WHAT IS EXPECTED:
Rescale the bounding-box coordinates in the answers of the records below. Starting at the line that has "Which region of this screenshot contains the dental" and stopping after the line that has "[50,290,134,369]", give only those lines again, requests included and unchanged, with each coordinate multiplied by 1.25 and rounded to a whole number, halves rounding up.

+++

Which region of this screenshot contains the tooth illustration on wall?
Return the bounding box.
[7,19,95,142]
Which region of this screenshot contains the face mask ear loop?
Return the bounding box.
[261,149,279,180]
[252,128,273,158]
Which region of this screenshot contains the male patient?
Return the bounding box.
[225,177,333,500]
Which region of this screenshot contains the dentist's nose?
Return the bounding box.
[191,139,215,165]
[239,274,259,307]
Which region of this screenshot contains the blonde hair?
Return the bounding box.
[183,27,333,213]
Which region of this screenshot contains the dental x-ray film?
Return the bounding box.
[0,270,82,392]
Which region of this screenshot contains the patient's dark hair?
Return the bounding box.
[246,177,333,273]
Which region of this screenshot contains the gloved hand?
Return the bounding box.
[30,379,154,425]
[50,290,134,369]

+++

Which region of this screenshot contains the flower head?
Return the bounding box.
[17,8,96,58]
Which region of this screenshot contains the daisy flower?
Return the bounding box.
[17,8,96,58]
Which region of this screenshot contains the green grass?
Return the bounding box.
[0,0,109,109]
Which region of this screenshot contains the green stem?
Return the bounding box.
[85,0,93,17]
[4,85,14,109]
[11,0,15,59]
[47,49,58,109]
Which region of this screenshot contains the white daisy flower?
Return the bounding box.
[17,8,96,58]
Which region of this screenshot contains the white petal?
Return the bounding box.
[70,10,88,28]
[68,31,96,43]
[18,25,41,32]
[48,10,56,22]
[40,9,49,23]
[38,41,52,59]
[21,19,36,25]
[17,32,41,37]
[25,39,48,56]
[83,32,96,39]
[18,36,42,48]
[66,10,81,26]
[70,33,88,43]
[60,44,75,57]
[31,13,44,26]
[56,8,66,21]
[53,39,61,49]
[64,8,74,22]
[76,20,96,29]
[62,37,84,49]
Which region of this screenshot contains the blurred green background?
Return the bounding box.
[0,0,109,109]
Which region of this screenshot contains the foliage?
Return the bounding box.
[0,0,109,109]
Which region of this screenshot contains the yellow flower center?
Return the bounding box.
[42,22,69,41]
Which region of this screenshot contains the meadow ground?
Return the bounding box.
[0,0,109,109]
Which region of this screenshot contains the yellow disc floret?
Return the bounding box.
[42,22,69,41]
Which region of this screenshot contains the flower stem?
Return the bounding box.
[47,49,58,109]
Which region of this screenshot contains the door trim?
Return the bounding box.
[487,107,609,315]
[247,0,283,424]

+++

SOLUTION TO THIS TASK:
Which region of this screenshot contains the dental x-ray film?
Return the bounding box.
[0,338,103,490]
Which region of this screenshot contains the patient's dark hair?
Return the bounding box.
[308,221,416,341]
Which region of this screenshot contains the gloved hand?
Return the bounding box.
[38,474,193,531]
[63,363,168,461]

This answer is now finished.